Da fare » Modifica il brano sulla cena del Signore riscrivendone la parte da "23Io, infatti, ho" fino a "finché egli venga." compreso, con "sera" al posto di "notte".

23Io, infatti, ho ricevuto dal Signore quello che a mia volta vi ho trasmesso: il Signore Gesù, nella notte in cui veniva tradito, prese del pane 24e, dopo aver reso grazie, lo spezzò e disse: “Questo è il mio corpo, che è per voi; fate questo in memoria di me”. 25Allo stesso modo, dopo aver cenato, prese anche il calice, dicendo: “Questo calice è la nuova alleanza nel mio sangue; fate questo, ogni volta che ne bevete, in memoria di me”. 26Ogni volta infatti che mangiate questo pane e bevete al calice, voi annunciate la morte del Signore, finché egli venga.
27Perciò chiunque mangia il pane o beve al calice del Signore in modo indegno, sarà colpevole verso il corpo e il sangue del Signore. 28Ciascuno, dunque, esamini sé stesso e poi mangi del pane e beva dal calice; 29perché chi mangia e beve senza riconoscere il corpo del Signore, mangia e beve la propria condanna. 30È per questo che tra voi ci sono molti ammalati e infermi, e un buon numero sono morti. 31Se però ci esaminassimo attentamente da noi stessi, non saremmo giudicati; 32quando poi siamo giudicati dal Signore, siamo da lui ammoniti per non essere condannati insieme con il mondo. 33Perciò, fratelli miei, quando vi radunate per la cena, aspettatevi gli uni gli altri. 34E se qualcuno ha fame, mangi a casa, perché non vi raduniate a vostra condanna. Quanto alle altre cose, le sistemerò alla mia venuta».

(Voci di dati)
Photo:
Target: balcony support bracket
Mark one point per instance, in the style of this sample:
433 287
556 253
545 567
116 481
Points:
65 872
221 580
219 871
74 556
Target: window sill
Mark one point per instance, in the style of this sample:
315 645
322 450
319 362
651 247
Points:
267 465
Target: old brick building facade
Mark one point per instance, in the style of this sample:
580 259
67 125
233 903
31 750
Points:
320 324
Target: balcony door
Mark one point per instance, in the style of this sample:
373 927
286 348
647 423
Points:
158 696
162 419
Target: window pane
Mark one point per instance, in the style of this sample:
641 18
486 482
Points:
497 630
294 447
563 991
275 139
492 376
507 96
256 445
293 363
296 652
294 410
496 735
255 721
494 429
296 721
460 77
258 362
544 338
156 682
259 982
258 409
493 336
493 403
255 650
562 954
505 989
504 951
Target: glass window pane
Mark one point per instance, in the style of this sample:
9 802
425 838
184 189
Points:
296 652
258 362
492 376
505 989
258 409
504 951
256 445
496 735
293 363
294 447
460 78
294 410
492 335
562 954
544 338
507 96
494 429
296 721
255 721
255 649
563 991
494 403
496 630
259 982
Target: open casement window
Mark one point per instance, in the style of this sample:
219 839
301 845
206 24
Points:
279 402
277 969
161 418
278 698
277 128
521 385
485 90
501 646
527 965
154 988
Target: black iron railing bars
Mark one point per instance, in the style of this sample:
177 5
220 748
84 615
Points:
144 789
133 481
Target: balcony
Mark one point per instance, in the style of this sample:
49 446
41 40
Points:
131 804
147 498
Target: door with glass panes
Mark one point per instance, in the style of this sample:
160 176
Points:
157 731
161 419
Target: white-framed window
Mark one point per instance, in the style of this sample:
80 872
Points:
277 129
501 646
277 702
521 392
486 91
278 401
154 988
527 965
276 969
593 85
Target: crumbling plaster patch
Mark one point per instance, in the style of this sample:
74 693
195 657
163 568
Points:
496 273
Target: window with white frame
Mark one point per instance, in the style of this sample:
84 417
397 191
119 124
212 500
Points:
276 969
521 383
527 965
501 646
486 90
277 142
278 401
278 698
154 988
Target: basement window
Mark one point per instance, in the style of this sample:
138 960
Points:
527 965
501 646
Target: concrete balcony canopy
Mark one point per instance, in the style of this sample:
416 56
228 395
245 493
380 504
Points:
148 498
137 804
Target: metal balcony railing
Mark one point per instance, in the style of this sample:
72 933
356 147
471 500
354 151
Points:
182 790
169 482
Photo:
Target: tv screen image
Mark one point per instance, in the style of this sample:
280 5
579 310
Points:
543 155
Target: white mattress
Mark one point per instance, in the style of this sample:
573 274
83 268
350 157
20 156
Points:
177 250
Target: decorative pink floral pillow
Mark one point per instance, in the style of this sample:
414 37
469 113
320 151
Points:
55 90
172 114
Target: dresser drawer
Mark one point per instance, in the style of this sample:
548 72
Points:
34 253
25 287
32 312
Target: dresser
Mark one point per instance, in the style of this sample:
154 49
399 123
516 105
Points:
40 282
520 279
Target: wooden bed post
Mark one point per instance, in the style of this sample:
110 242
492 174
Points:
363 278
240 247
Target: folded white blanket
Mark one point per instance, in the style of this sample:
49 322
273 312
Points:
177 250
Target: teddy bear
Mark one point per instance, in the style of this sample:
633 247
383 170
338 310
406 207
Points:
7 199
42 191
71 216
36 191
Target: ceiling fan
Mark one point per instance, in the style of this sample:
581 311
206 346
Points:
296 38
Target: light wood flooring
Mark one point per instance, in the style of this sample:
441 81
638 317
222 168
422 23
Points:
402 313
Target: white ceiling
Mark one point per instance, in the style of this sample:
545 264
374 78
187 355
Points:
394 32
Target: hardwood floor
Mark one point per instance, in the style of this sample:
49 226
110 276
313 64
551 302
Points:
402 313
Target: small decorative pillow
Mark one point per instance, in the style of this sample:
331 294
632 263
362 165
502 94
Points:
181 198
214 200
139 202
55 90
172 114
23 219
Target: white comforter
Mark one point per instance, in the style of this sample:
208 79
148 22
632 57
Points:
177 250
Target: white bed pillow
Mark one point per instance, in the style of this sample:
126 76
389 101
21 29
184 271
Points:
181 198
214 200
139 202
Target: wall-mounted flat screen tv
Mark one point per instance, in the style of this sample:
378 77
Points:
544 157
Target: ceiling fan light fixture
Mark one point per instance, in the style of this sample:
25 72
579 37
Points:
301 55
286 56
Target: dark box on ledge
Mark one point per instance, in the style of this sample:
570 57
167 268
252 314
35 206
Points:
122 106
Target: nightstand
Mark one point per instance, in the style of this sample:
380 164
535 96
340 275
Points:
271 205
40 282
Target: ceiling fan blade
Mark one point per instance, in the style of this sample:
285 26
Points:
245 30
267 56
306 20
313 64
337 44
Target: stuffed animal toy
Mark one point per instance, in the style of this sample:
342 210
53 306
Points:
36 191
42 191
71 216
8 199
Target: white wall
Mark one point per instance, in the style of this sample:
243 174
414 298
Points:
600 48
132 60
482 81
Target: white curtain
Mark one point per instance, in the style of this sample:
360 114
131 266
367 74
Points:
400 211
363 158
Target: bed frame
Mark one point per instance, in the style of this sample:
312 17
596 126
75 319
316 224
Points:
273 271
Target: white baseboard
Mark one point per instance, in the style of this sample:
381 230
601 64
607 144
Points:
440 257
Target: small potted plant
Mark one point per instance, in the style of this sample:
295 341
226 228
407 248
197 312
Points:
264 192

Soluzione esercizio »
23Io, infatti, ho ricevuto dal Signore quello che a mia volta vi ho trasmesso: il Signore Gesù, nella sera in cui veniva tradito, prese del pane 24e, dopo aver reso grazie, lo spezzò e disse: “Questo è il mio corpo, che è per voi; fate questo in memoria di me”. 25Allo stesso modo, dopo aver cenato, prese anche il calice, dicendo: “Questo calice è la nuova alleanza nel mio sangue; fate questo, ogni volta che ne bevete, in memoria di me”. 26Ogni volta infatti che mangiate questo pane e bevete al calice, voi annunciate la morte del Signore, finché egli venga.